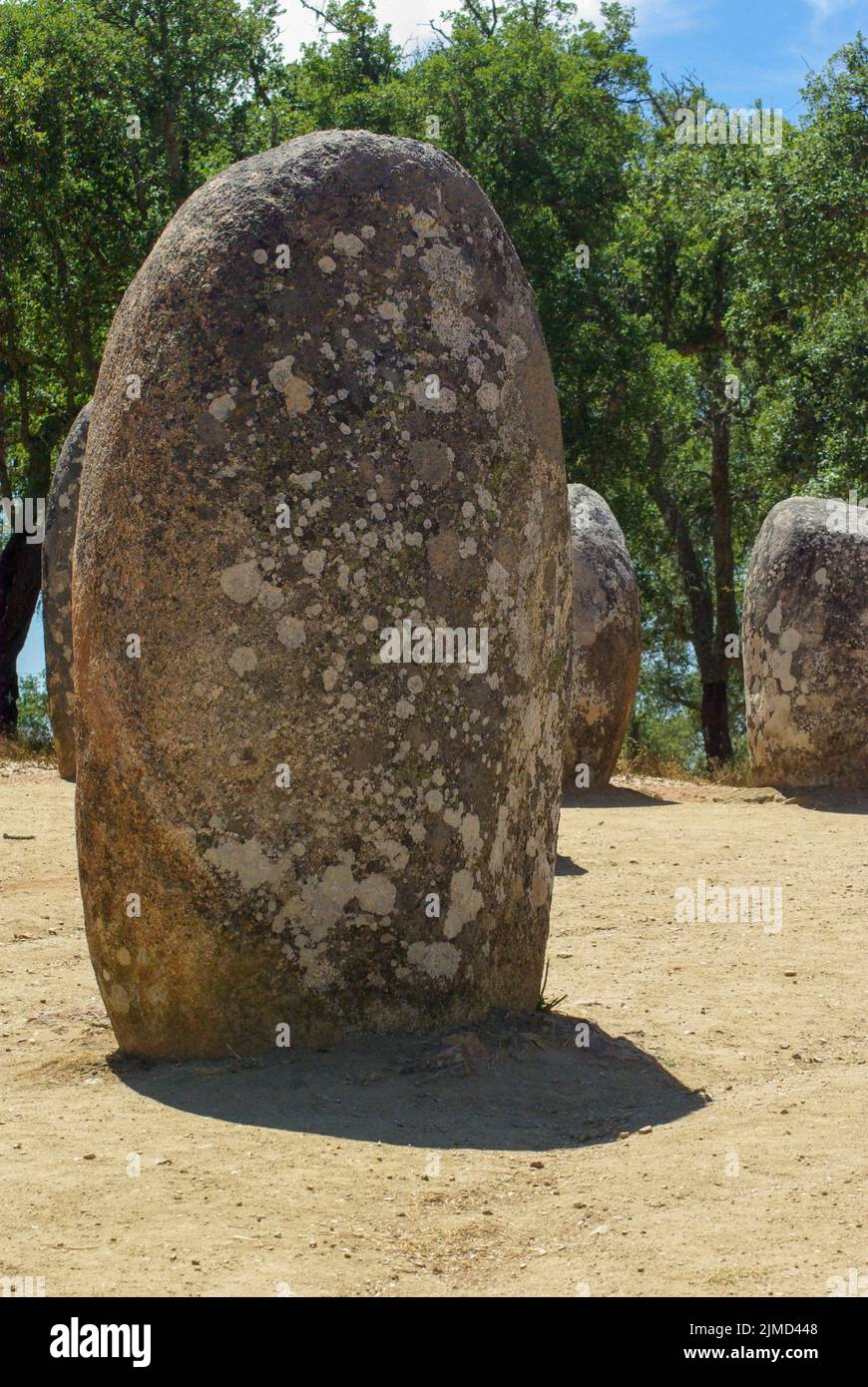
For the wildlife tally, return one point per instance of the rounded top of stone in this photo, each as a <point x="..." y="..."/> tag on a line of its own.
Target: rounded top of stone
<point x="590" y="512"/>
<point x="316" y="167"/>
<point x="810" y="523"/>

- - - -

_Task directions_
Reproduce every line of the records above verbatim, omitting the pictures.

_Correct answer_
For the wildlife tally, return one point per instance of the rounded top of stone in this photo, each as a <point x="..." y="..."/> tag on a line of its own.
Target: rounded top of stone
<point x="590" y="512"/>
<point x="316" y="167"/>
<point x="810" y="523"/>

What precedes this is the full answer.